- [Given problem] Please list every line below that contains the word "wreath", copying each one in full; matches must have the same case.

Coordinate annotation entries

-- Begin --

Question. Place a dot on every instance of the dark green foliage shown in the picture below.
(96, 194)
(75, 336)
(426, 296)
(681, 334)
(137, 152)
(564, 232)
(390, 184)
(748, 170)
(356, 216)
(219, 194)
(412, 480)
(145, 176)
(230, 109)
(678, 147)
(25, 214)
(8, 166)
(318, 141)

-- End --
-- Begin --

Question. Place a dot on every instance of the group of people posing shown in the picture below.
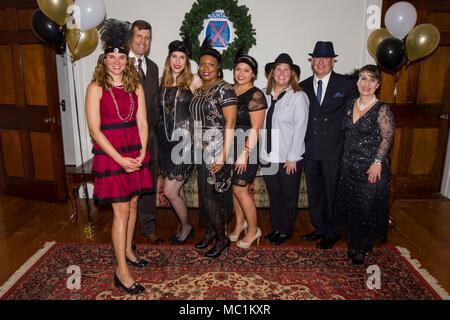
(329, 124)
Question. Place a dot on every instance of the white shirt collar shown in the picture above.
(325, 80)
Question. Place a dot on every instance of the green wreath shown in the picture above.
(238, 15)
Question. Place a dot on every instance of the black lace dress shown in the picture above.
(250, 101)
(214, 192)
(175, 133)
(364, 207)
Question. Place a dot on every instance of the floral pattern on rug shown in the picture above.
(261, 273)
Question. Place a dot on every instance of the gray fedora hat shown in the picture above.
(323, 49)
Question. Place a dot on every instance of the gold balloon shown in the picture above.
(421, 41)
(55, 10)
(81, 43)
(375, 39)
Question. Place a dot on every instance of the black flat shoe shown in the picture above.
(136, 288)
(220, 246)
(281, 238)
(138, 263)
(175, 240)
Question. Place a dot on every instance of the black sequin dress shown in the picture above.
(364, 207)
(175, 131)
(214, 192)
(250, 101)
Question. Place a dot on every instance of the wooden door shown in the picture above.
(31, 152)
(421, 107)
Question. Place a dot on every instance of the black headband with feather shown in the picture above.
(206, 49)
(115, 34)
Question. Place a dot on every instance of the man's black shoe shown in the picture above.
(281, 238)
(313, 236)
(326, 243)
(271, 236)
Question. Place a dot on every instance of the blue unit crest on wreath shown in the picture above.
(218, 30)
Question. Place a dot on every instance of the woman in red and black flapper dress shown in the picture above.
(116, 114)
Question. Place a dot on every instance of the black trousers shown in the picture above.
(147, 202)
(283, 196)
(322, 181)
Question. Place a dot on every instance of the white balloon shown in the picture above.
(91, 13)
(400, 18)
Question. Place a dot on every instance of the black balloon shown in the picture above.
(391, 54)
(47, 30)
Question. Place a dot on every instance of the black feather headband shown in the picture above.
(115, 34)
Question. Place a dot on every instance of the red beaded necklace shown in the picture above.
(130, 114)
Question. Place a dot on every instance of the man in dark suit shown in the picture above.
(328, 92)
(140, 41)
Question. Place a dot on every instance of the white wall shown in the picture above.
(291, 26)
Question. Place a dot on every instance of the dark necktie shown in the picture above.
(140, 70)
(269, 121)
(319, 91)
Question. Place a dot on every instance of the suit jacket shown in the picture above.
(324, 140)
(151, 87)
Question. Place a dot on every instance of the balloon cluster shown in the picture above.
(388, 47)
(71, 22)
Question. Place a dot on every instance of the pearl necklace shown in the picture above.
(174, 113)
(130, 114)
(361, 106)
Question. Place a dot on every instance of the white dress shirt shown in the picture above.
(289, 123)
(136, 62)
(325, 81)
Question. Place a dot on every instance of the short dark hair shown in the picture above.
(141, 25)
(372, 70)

-- End --

- [Complete answer]
Question. Place a dot on every instance of the green wreath shown in the picture above.
Question. Place a dot on every instance of the blue unit crest on wreath shown in the picture above.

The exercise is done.